Drug importation has been proposed for decades, but prior administrations have shelved their initiatives until now. Last September, HHS and FDA ramrodded a 179-page Final Rule on importation into force (some 1,200 comments on the proposed regulation were mostly ignored), expecting it to be adopted in 60 days. A lawsuit by PhRMA, the Partnership for Safe Medicines and the Council for Affordable Health Coverage was filed in November, but is yet to be resolved. The same three groups filed a citizen petition to FDA (a mechanism for reconsideration of FDA policy) and, just a few days before the White House announcement, the agency responded that “FDA has been unable to reach a decision on your petition because it raises complex issues requiring extensive review and analysis by agency officials. … We will respond to your petition as soon as we have reached a decision on your request.”
Now, following the Final Rule structure, individual states can set up an importation program, to be reviewed and monitored by FDA. Vermont, Colorado, Maine, New Hampshire and New Mexico have intended to file plans with FDA, and the leading state in this effort is Florida.
“With the issuance of this new executive order directing the FDA to work with states, I expect no further delay in the approval of Florida’s plan to import safe and effective prescription drugs,” said Gov. Ron DeSantis. “While big pharma and federal bureaucracy have continued to stand in the way, it’s past time Florida taxpayers realized savings on these drugs.”

========================================================================

### Parts of the exercise:
[A] Extract the part of the passage on drug importation starting with "Now, following the" and going on through "effort is Florida.".
[B] Decide whether each statement agrees with the passage on drug importation, answering yes or no and quoting the words that settle it: (i) The lawsuit filed in November has already been resolved. (ii) Florida is the leading state in the effort to set up an importation program. (iii) The Final Rule on importation ran to 179 pages.

### Data extract:
========================================================================

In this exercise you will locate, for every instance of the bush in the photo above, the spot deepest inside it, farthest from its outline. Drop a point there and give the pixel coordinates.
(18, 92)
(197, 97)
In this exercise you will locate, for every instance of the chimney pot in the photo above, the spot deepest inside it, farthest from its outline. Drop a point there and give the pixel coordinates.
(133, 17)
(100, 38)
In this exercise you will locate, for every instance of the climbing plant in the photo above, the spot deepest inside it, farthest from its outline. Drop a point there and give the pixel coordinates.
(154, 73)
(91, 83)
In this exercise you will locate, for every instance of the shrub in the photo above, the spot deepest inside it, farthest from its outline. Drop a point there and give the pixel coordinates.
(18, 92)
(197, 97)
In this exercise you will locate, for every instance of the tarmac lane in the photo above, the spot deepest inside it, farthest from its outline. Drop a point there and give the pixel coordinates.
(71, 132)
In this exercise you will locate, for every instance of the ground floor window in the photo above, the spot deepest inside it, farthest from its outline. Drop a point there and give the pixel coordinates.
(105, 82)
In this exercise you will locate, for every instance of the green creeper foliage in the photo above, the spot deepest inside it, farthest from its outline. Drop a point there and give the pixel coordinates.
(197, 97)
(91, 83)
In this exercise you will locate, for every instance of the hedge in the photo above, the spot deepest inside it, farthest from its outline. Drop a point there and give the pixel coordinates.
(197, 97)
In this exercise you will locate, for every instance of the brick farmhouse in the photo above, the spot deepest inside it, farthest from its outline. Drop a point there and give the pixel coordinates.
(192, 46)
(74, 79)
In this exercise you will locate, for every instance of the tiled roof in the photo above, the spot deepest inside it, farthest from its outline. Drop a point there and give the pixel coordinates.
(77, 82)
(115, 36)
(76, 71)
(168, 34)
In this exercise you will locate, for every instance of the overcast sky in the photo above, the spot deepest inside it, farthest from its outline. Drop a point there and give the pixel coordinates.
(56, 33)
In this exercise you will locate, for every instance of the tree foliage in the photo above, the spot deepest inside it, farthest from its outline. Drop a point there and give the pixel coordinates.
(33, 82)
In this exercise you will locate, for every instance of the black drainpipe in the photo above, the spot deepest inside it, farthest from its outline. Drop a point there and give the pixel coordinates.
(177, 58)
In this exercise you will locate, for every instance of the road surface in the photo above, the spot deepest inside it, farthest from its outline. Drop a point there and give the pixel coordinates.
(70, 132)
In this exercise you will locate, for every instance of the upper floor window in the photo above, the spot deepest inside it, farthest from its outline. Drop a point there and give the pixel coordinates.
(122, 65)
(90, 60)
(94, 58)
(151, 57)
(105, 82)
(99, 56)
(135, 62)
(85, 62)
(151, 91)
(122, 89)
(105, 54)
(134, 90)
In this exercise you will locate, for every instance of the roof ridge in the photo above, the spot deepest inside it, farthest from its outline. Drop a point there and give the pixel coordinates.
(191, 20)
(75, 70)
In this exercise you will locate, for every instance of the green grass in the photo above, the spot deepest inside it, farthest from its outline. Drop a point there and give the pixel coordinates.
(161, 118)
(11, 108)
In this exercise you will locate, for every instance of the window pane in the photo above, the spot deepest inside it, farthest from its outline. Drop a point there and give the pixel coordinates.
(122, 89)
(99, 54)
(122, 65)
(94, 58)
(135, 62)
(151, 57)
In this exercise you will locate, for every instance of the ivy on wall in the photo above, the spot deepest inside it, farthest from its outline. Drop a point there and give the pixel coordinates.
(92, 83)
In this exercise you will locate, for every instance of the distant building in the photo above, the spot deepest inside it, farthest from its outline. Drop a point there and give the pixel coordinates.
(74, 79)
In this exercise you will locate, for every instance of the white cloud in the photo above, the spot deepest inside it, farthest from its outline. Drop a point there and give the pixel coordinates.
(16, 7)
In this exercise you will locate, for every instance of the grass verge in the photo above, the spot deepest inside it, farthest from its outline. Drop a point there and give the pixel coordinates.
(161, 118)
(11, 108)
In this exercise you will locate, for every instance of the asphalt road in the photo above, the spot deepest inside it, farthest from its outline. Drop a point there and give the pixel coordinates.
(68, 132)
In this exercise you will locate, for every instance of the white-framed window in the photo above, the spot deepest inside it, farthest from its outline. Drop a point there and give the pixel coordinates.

========================================================================

### List of answers:
[A]
Now, following the Final Rule structure, individual states can set up an importation program, to be reviewed and monitored by FDA. Vermont, Colorado, Maine, New Hampshire and New Mexico have intended to file plans with FDA, and the leading state in this effort is Florida.

[B]
(i) No: "but is yet to be resolved."
(ii) Yes: "the leading state in this effort is Florida."
(iii) Yes: "a 179-page Final Rule on importation."